Start of Dataset

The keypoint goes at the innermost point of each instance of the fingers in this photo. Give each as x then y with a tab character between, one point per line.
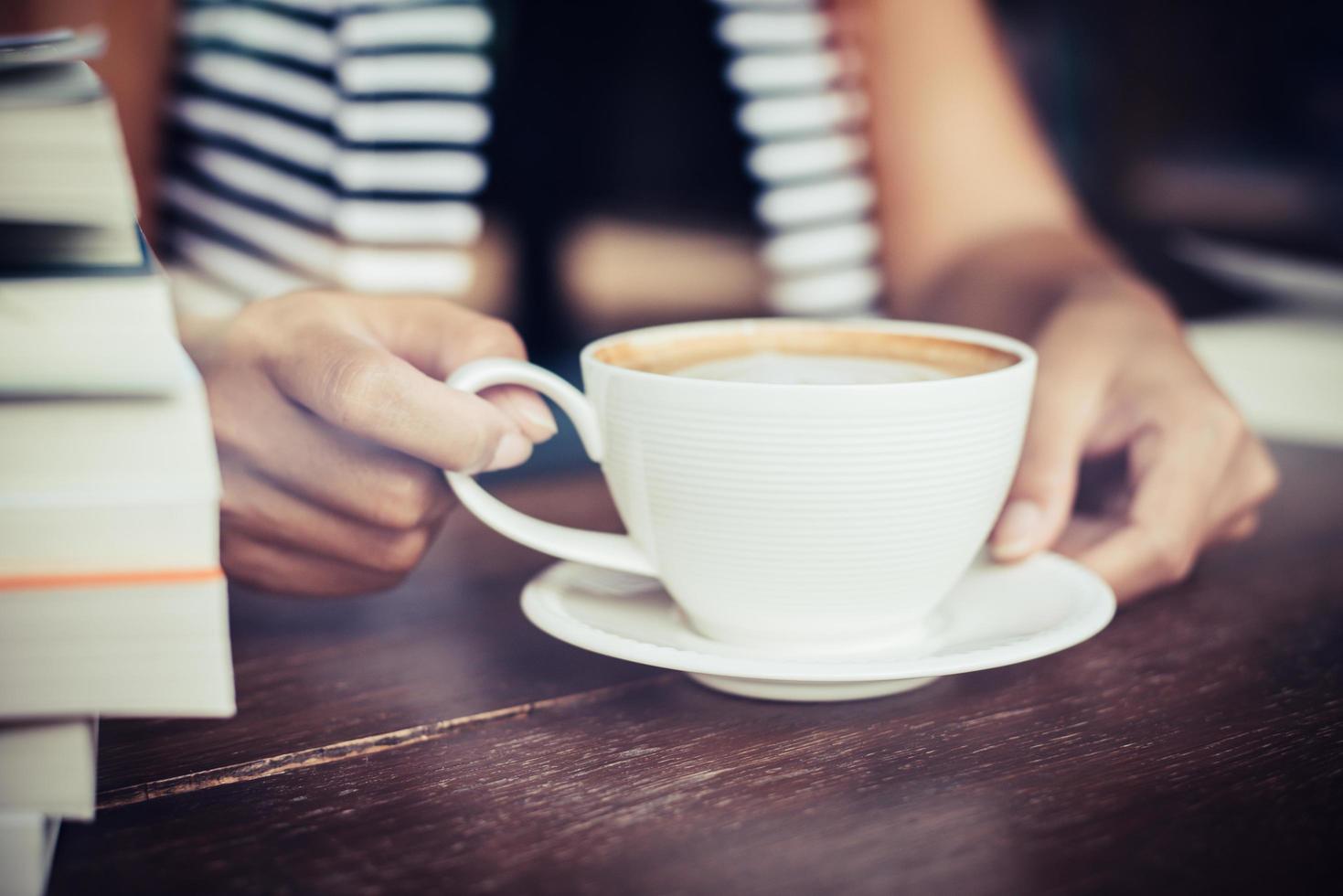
437	337
366	389
286	571
1062	414
1177	468
1251	478
336	470
258	509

End of Dataset

■ What you will do
Skipping the images, write out the whole listing exactly.

■ Result
The keypoint goes at the innermost point of each instance of the fingers in this photo. Give each as x then y with a tab character between, one point per line.
437	337
366	389
286	571
1062	414
1177	468
1251	478
336	470
258	509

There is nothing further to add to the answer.